**WHAT YOU HAVE TO DO**
Make an exact copy of all the records.

**LISTING**
══════════════════════════════
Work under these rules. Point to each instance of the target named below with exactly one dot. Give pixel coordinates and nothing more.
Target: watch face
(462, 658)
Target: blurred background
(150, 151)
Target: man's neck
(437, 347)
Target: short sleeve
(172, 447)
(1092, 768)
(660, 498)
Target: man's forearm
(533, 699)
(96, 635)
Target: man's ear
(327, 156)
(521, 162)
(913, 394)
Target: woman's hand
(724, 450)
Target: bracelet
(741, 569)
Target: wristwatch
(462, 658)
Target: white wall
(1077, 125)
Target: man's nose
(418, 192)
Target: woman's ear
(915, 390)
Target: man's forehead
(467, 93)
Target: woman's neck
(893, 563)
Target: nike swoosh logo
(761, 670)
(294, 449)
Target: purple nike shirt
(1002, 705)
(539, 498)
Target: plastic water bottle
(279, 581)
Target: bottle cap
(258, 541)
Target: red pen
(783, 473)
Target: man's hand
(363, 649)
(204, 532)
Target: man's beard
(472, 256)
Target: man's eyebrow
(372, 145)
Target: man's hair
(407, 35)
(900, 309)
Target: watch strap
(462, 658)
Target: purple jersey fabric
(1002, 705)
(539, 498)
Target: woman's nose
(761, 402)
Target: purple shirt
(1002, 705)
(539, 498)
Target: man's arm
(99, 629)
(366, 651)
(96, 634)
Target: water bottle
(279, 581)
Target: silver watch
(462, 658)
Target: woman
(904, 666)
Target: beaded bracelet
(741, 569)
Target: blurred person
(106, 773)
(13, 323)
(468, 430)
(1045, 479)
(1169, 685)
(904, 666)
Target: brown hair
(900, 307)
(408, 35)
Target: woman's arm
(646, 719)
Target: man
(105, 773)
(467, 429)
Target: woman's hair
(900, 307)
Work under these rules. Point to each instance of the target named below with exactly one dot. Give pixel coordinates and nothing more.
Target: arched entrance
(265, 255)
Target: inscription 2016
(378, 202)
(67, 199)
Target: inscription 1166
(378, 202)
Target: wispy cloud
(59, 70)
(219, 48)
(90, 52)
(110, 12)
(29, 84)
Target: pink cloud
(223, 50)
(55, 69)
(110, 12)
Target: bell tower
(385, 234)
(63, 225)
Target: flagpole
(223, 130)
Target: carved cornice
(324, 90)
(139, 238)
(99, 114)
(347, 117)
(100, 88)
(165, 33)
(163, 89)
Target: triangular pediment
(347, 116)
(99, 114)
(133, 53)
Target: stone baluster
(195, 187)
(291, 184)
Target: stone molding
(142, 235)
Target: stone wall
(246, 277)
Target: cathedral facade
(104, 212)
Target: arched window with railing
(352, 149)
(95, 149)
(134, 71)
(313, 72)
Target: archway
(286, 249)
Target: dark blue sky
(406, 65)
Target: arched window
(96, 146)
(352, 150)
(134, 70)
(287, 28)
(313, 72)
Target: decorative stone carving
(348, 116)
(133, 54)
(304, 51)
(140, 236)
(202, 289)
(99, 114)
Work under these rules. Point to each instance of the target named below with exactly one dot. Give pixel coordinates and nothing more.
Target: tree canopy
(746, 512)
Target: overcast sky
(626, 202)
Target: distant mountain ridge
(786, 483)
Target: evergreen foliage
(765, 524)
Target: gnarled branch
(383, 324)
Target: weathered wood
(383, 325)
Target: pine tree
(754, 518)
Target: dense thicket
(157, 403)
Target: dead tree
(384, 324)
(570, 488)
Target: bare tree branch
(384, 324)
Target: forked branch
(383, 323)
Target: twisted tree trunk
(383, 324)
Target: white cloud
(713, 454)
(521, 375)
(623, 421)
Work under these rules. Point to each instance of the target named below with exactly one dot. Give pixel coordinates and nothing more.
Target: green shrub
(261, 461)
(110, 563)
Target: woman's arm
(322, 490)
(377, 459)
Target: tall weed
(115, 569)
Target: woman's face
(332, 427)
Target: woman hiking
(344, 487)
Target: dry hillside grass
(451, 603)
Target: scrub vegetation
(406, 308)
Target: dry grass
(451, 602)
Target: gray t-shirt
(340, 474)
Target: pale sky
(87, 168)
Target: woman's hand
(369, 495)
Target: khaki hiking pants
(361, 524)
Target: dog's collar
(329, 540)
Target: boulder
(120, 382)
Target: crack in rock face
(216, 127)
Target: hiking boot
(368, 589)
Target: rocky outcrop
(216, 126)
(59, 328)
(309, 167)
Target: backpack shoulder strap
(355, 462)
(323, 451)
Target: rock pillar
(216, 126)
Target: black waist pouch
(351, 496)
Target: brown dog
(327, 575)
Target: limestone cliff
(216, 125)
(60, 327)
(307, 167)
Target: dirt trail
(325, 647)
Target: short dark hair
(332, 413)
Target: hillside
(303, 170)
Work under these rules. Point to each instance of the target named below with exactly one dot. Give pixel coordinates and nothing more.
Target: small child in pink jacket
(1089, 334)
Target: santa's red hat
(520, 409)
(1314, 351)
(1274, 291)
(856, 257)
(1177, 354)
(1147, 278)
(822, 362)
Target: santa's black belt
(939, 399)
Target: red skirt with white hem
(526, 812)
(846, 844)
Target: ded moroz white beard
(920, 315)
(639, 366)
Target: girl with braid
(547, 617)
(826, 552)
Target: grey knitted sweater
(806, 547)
══════════════════════════════
**RESPONSE BELOW**
Work under these rules. Point to each instance of the target named below with exactly one dot. Give pixel coordinates and nothing more.
Target: watch face
(462, 658)
Target: blurred background
(150, 151)
Target: man's neck
(437, 347)
Target: short sleeve
(172, 447)
(1092, 768)
(660, 498)
Target: man's forearm
(533, 699)
(96, 635)
Target: man's ear
(327, 156)
(521, 162)
(913, 394)
Target: woman's hand
(724, 450)
Target: bracelet
(741, 569)
Target: wristwatch
(462, 658)
Target: white wall
(1077, 125)
Target: man's nose
(418, 192)
Target: woman's ear
(915, 390)
Target: man's forehead
(467, 93)
Target: woman's neck
(893, 563)
Target: nike swoosh logo
(761, 670)
(294, 449)
Target: purple nike shirt
(1002, 705)
(539, 498)
Target: plastic water bottle
(279, 581)
Target: bottle cap
(258, 541)
Target: red pen
(783, 473)
Target: man's hand
(363, 649)
(204, 532)
Target: man's beard
(472, 256)
Target: man's eyebrow
(372, 145)
Target: man's hair
(407, 35)
(900, 309)
Target: watch strap
(462, 658)
Target: purple jersey fabric
(1002, 705)
(539, 498)
Target: woman's nose
(761, 402)
Target: purple shirt
(1002, 705)
(539, 498)
Target: man's arm
(99, 629)
(366, 651)
(96, 634)
Target: water bottle
(279, 581)
Target: silver watch
(462, 658)
Target: woman
(904, 666)
Target: beaded bracelet
(741, 569)
Target: blurred person
(106, 773)
(13, 323)
(468, 430)
(1045, 479)
(1169, 685)
(904, 666)
Target: brown hair
(900, 307)
(408, 35)
Target: woman's arm
(646, 719)
Target: man
(105, 773)
(467, 429)
Target: woman's hair
(900, 307)
Work under these rules. Point to each instance of the target named below with exactly one dot. Give pixel coordinates and nothing more.
Target: arched entrance
(265, 255)
Target: inscription 2016
(378, 202)
(67, 199)
Target: inscription 1166
(378, 202)
Target: wispy cloud
(59, 70)
(219, 48)
(90, 52)
(110, 12)
(29, 84)
Target: pink cloud
(223, 50)
(55, 69)
(110, 12)
Target: bell tower
(385, 234)
(63, 225)
Target: flagpole
(223, 130)
Target: carved cornice
(324, 90)
(139, 238)
(99, 114)
(347, 117)
(100, 88)
(165, 33)
(163, 89)
Target: triangular pediment
(347, 116)
(99, 114)
(133, 53)
Target: stone baluster
(195, 187)
(291, 184)
Target: stone molding
(142, 235)
Target: stone wall
(246, 277)
Target: cathedral facade
(104, 212)
Target: arched window with railing
(352, 149)
(95, 149)
(134, 71)
(313, 72)
Target: archway
(286, 249)
Target: dark blue sky
(406, 65)
Target: arched window
(96, 146)
(352, 150)
(134, 70)
(287, 28)
(313, 72)
Target: decorative stone carving
(348, 116)
(133, 54)
(304, 51)
(140, 236)
(202, 289)
(99, 114)
Work under these rules. Point to each instance of the target named below with exactly one dot. Give pixel coordinates and nothing more.
Target: tree canopy
(746, 512)
Target: overcast sky
(626, 202)
Target: distant mountain ridge
(786, 483)
Target: evergreen foliage
(765, 524)
Target: gnarled branch
(383, 324)
Target: weathered wood
(383, 325)
Target: pine tree
(754, 518)
Target: dense thicket
(157, 403)
Target: dead tree
(384, 324)
(570, 488)
Target: bare tree branch
(384, 324)
Target: forked branch
(383, 323)
Target: twisted tree trunk
(383, 324)
Target: white cloud
(713, 454)
(521, 375)
(623, 421)
Work under these rules. Point to each instance of the target named below with exactly one dot. Give pixel coordinates and nothing more.
Target: green shrub
(261, 461)
(110, 563)
Target: woman's arm
(322, 490)
(377, 459)
Target: tall weed
(115, 569)
Target: woman's face
(332, 427)
Target: woman hiking
(344, 487)
Target: dry hillside grass
(451, 603)
Target: scrub vegetation
(406, 308)
Target: dry grass
(451, 602)
Target: gray t-shirt
(340, 474)
Target: pale sky
(87, 168)
Target: woman's hand
(369, 495)
Target: khaki hiking pants
(361, 524)
Target: dog's collar
(329, 540)
Target: boulder
(120, 382)
Target: crack in rock face
(216, 127)
Target: hiking boot
(368, 589)
Target: rocky outcrop
(216, 126)
(59, 328)
(309, 167)
Target: backpack shoulder strap
(355, 462)
(323, 451)
Target: rock pillar
(216, 126)
Target: black waist pouch
(351, 496)
Target: brown dog
(327, 575)
Target: limestone cliff
(216, 125)
(60, 327)
(307, 167)
Target: dirt trail
(325, 647)
Target: short dark hair
(332, 413)
Target: hillside
(303, 170)
Work under these rules. Point to each instance of the target named below with exactly one dot. Give pixel coordinates and nothing more.
Target: small child in pink jacket
(1089, 334)
Target: santa's red hat
(520, 409)
(1314, 351)
(1274, 291)
(856, 257)
(1177, 354)
(1147, 278)
(822, 362)
Target: santa's black belt
(939, 399)
Target: red skirt with white hem
(526, 812)
(846, 844)
Target: ded moroz white beard
(920, 315)
(639, 366)
Target: girl with braid
(547, 617)
(826, 552)
Target: grey knitted sweater
(806, 547)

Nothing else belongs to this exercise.